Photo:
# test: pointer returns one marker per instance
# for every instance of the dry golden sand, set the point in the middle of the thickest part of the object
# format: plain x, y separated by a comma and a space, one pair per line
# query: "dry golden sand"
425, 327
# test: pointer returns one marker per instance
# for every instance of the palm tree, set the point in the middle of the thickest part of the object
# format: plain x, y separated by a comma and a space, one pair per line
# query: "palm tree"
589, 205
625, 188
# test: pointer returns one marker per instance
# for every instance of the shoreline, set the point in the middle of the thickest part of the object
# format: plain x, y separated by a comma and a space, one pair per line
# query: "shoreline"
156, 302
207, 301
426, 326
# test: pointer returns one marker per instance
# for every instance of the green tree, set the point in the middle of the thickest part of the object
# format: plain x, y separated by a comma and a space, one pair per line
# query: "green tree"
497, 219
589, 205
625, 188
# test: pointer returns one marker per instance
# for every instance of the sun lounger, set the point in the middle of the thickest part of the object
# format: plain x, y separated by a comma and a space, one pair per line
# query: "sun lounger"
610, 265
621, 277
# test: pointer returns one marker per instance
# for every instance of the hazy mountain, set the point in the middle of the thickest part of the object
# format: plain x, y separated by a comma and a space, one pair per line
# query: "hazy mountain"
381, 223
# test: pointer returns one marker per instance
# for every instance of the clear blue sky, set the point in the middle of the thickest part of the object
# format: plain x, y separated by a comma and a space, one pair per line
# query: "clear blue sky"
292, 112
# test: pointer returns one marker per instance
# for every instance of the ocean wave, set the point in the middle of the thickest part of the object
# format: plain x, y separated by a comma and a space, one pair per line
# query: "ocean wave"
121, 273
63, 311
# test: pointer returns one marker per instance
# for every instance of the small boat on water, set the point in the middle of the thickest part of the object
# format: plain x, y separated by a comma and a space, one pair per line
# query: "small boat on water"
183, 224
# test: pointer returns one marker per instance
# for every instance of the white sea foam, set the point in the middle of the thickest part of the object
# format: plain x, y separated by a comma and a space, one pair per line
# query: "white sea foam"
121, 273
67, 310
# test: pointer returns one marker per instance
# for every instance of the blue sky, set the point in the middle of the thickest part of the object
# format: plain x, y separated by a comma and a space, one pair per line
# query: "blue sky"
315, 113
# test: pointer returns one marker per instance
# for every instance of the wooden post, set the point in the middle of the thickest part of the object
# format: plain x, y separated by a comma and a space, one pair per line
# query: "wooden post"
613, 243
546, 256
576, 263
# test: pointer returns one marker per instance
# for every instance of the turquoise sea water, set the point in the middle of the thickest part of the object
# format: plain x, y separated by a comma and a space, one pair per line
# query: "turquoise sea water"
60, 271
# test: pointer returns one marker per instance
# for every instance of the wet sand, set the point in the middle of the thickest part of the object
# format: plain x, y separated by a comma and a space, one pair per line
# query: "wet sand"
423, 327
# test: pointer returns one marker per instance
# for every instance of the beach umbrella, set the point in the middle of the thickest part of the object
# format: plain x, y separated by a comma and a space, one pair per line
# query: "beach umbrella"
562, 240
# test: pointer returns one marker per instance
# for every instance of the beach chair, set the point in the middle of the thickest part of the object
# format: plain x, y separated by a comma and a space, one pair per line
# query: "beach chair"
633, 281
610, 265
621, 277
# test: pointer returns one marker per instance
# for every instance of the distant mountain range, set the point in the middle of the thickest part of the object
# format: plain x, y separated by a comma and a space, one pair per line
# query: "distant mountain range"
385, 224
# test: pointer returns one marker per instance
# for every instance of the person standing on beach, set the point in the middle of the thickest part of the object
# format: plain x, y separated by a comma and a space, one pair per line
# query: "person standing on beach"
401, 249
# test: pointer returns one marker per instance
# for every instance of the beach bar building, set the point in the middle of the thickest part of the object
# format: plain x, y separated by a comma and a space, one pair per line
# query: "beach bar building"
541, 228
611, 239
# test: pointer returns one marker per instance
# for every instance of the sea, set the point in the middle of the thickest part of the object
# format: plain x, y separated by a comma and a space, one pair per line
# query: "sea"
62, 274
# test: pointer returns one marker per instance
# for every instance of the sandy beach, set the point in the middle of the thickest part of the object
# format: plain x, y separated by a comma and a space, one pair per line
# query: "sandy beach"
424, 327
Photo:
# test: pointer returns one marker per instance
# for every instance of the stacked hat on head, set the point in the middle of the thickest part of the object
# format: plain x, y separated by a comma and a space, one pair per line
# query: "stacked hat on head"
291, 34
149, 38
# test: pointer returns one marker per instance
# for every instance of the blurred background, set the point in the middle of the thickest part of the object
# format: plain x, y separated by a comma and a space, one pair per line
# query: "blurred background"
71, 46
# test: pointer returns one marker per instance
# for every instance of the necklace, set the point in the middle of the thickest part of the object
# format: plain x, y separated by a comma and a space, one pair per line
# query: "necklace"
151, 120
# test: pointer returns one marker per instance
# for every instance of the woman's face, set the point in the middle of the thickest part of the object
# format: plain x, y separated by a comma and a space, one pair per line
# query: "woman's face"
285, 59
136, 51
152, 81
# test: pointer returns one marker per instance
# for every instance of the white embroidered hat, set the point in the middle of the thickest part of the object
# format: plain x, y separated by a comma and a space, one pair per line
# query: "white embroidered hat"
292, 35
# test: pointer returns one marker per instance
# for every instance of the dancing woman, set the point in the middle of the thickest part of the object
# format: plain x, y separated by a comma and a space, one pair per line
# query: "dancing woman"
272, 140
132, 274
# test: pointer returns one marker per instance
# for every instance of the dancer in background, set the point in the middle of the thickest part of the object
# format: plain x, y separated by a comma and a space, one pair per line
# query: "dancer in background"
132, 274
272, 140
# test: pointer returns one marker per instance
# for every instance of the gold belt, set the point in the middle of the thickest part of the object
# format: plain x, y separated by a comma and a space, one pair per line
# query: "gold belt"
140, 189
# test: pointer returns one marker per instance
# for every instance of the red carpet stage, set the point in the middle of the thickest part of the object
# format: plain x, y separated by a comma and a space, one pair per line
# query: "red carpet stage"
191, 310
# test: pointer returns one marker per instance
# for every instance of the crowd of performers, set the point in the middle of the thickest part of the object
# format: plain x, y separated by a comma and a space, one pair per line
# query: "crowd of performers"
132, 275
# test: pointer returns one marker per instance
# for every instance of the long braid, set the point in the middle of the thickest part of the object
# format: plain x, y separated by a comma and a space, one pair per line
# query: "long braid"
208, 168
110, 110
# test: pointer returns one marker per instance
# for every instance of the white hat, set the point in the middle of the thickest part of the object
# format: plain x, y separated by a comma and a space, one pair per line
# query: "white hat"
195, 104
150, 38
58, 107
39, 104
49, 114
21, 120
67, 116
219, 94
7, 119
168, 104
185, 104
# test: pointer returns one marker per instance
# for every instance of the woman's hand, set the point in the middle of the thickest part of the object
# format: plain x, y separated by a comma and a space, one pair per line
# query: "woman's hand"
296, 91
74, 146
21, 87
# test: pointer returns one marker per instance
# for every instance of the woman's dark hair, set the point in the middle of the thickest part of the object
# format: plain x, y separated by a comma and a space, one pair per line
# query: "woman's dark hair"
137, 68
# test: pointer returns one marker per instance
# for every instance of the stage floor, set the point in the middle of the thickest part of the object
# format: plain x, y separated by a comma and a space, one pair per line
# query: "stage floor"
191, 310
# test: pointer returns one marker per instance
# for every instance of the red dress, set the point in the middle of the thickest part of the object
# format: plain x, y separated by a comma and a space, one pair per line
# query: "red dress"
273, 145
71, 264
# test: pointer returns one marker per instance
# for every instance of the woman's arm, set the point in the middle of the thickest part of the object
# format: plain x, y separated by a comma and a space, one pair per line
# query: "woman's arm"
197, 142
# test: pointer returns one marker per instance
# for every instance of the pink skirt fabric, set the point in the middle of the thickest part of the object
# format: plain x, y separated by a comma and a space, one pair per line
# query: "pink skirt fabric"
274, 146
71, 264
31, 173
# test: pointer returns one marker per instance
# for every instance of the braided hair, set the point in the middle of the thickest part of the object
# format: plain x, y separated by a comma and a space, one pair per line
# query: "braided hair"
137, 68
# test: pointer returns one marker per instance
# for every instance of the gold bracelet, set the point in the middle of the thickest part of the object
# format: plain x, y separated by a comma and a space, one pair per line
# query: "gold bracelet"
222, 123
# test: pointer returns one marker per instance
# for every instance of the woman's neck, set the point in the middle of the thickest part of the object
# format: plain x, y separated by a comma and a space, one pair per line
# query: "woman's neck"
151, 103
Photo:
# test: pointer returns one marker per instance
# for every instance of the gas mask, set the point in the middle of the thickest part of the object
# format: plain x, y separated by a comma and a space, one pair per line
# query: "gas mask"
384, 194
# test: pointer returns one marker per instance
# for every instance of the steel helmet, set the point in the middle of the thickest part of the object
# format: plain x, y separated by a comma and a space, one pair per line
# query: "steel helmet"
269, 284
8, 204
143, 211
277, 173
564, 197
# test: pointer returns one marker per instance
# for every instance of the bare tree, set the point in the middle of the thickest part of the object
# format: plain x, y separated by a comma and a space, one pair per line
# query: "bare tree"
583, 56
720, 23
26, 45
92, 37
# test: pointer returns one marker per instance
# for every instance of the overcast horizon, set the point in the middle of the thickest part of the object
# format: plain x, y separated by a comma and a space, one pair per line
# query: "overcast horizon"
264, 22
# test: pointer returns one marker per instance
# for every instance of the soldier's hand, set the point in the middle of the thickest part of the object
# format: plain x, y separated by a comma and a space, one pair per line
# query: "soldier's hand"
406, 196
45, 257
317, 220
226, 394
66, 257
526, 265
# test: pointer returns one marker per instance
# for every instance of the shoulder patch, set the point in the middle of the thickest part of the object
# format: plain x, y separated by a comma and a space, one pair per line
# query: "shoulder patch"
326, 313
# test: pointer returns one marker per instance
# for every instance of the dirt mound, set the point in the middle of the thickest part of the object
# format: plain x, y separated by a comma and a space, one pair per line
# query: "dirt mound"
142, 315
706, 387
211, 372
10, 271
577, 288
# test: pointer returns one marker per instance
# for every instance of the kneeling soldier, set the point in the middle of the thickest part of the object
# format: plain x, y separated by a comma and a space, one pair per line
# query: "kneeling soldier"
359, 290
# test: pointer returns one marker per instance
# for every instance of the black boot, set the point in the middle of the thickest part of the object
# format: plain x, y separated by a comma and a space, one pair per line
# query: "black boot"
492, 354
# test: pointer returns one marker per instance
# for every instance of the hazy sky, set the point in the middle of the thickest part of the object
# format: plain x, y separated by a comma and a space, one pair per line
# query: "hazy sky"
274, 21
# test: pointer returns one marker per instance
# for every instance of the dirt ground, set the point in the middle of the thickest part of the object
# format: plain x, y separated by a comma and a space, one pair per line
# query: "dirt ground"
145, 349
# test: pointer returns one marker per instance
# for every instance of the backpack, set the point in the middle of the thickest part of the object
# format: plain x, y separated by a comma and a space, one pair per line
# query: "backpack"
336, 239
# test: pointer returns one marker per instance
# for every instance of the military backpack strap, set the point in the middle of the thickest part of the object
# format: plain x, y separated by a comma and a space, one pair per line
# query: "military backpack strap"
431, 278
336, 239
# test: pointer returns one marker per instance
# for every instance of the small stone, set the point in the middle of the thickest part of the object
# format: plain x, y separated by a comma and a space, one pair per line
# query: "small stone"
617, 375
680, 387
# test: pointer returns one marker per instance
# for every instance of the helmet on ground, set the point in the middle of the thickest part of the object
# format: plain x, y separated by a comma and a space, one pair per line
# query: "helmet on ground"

::::::

## DIRECTION:
Please count the lines in the records above that contain the string "crowd", and reply with the number alone.

## IN RESPONSE:
2